**Short problem**: Render the part of the material below that opens with the line containing "of the tomato" and closes with the line containing "(109, 1125)" as a two-column CSV with the headers instruction and points. Give one row for each instruction with its answer, quoting each field and turning any line breaks into spaces.

— start Exercise material —

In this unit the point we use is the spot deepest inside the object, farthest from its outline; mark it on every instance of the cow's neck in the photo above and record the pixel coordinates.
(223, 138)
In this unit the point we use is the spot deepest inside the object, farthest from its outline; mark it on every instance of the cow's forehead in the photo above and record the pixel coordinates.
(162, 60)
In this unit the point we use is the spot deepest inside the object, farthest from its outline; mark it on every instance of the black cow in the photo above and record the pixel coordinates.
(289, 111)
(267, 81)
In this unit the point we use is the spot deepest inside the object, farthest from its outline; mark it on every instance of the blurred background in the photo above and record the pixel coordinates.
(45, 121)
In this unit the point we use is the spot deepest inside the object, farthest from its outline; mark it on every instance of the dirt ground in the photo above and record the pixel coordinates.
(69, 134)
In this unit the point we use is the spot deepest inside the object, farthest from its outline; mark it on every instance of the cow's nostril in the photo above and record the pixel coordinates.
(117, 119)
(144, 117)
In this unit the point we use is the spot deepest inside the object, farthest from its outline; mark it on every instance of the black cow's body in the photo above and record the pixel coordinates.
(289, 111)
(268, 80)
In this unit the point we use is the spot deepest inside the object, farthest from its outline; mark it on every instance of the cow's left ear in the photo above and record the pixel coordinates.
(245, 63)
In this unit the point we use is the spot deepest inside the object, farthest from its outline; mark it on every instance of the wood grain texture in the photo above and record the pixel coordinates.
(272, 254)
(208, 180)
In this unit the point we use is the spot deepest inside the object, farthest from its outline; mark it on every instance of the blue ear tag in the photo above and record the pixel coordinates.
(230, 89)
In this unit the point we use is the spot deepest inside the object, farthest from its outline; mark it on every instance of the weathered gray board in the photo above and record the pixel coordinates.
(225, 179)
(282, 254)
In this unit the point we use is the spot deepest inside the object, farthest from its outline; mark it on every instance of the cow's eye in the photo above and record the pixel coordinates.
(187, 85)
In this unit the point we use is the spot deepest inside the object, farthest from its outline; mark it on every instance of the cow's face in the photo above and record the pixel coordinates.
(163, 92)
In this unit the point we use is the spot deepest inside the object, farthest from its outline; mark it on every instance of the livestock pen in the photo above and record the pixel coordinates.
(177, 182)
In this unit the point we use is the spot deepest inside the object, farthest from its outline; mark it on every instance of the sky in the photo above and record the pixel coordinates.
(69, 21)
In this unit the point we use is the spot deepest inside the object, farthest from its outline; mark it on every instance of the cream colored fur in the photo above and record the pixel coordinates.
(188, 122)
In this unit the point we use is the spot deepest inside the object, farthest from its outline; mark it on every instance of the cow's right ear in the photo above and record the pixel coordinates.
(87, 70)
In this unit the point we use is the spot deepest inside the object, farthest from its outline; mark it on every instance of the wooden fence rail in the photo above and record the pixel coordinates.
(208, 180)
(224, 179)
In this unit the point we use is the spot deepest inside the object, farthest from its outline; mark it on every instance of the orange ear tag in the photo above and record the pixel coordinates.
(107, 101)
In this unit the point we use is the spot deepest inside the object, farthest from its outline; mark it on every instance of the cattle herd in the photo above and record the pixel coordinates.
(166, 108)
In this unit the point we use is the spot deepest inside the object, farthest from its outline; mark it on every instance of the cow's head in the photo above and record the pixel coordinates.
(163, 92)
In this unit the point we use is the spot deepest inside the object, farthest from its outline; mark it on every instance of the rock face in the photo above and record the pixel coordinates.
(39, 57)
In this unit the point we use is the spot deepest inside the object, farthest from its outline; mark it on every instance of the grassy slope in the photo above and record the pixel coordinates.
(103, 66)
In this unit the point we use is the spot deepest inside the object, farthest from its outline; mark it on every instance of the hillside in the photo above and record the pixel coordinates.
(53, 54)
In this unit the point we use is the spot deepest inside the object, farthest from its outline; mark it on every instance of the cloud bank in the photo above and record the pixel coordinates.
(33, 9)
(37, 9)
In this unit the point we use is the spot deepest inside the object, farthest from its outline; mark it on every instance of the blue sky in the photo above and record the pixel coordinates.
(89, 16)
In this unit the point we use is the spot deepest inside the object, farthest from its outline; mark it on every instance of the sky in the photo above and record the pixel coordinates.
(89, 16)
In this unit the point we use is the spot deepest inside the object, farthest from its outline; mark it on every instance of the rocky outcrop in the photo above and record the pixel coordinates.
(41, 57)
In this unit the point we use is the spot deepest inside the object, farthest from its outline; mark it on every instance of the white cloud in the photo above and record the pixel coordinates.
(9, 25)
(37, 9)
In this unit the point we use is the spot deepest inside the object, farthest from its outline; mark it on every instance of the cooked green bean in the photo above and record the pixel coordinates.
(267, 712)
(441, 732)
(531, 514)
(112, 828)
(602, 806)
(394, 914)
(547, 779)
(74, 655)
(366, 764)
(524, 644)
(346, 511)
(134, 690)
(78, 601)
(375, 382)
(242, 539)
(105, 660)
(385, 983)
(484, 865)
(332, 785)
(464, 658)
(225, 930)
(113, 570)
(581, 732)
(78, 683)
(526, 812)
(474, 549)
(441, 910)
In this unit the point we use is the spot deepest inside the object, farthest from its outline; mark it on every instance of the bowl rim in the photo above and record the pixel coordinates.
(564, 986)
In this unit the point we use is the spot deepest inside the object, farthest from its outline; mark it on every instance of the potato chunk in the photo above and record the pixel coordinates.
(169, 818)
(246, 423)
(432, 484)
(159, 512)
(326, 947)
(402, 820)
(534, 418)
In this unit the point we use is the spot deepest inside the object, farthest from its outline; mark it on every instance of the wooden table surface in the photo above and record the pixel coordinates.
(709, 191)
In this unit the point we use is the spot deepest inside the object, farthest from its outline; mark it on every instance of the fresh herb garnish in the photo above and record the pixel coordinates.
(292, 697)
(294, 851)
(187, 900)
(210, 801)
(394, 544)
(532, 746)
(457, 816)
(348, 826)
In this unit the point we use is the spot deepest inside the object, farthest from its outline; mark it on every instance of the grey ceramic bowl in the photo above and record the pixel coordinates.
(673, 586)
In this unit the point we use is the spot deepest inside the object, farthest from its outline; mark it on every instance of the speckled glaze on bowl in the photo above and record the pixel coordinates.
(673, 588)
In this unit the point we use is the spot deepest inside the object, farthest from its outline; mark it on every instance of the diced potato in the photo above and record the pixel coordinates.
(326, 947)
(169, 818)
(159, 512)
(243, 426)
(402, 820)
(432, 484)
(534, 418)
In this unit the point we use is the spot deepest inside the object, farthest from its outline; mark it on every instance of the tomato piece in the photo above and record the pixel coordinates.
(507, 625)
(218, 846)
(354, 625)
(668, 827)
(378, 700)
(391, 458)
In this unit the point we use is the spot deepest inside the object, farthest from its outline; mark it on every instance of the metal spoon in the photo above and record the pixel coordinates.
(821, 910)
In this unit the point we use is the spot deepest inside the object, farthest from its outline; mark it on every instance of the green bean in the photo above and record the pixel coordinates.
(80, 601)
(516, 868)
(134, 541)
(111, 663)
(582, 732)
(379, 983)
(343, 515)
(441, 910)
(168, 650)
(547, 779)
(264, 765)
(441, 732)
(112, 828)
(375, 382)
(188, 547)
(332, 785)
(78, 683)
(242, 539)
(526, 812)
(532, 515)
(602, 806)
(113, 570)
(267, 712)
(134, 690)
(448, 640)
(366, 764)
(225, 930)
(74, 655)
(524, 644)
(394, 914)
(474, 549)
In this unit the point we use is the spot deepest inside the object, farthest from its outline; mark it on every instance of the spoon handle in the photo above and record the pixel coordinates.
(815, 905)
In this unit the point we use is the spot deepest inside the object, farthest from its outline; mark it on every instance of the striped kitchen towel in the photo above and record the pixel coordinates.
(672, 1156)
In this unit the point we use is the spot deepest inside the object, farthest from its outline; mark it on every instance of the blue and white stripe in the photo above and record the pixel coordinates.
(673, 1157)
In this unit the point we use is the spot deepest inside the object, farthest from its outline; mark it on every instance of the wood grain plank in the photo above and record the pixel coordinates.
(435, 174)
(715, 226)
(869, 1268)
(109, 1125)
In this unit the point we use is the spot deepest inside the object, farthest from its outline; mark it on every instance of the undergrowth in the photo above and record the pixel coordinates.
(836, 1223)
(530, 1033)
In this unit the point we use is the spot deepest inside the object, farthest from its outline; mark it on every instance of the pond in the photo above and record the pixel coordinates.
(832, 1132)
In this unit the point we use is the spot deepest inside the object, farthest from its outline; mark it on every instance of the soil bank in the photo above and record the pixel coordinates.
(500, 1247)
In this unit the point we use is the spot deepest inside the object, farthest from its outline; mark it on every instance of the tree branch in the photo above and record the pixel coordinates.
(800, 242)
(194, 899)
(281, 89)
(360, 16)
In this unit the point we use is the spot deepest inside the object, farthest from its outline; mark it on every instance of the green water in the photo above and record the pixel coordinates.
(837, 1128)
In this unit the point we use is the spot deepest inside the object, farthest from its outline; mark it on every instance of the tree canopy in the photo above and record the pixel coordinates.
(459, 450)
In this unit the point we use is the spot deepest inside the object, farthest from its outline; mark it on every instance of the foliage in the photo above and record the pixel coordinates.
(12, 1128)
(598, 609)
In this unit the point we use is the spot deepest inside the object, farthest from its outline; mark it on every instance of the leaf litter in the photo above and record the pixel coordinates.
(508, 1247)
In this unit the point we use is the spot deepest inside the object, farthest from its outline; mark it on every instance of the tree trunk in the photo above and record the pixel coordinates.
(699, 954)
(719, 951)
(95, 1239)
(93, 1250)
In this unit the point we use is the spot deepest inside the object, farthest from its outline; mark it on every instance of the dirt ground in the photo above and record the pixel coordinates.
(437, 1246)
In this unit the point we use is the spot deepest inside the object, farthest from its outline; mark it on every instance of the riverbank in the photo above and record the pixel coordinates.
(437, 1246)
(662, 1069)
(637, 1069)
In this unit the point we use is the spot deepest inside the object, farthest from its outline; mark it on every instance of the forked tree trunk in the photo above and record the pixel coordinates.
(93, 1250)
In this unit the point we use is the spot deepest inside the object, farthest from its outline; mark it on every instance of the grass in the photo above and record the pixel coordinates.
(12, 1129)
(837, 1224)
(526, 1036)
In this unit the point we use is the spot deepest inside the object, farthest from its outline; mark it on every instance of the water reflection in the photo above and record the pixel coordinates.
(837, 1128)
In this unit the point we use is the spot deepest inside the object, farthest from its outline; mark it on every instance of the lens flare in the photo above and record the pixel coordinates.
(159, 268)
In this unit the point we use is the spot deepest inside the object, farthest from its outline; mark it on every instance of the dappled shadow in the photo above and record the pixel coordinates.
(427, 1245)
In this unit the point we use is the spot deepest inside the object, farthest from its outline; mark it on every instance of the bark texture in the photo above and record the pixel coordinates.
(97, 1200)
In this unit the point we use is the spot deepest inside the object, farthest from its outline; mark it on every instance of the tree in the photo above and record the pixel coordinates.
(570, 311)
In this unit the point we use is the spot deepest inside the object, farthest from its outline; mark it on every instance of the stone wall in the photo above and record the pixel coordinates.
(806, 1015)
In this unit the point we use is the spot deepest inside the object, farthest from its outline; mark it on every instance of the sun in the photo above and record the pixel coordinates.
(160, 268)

— end Exercise material —

**Expected answer**:
instruction,points
"In this unit the point we use is the spot deepest inside the object, farthest from its outline; mark it on every instance of the tomato piece in the photo above and record the pixel coordinates.","(507, 625) (218, 846) (354, 625) (668, 827) (378, 700) (391, 458)"
"In this unit the point we use is the spot deepest inside the object, farthest from its outline; mark it on every instance of the metal spoon in the photo above and record the pixel coordinates.","(821, 910)"
"In this unit the point we use is the spot deepest inside the object, farthest from its outline; mark it on every instance of the green bean in the photo above and record the pixel coordinates.","(80, 601) (516, 868) (134, 541) (111, 663) (582, 732) (379, 983) (343, 515) (441, 910) (168, 650) (547, 779) (264, 765) (441, 732) (112, 828) (375, 382) (188, 547) (332, 785) (78, 683) (242, 539) (526, 812) (532, 515) (602, 806) (113, 570) (267, 712) (134, 690) (448, 640) (366, 764) (225, 930) (74, 655) (524, 644) (394, 914) (474, 549)"
"In this unit the point we use is the spot deepest inside the object, farthest from its outline; mark it on every instance of the spoon handle in the photo above and record the pixel coordinates.","(815, 905)"
"In this unit the point we use is the spot deepest inside the object, farthest from its outline; mark it on every instance of the striped kitchen towel in the photo above and record the pixel coordinates.","(672, 1156)"
"In this unit the point we use is the spot deepest inside the object, farthest from its outline; mark it on every instance of the blue and white stripe in the photo above and record the pixel coordinates.","(673, 1157)"
"In this unit the point we use is the spot deepest inside the object, farthest from its outline; mark it on every instance of the wood grain plank in the photo above and record the pixel coordinates.","(435, 174) (715, 226) (869, 1268) (109, 1125)"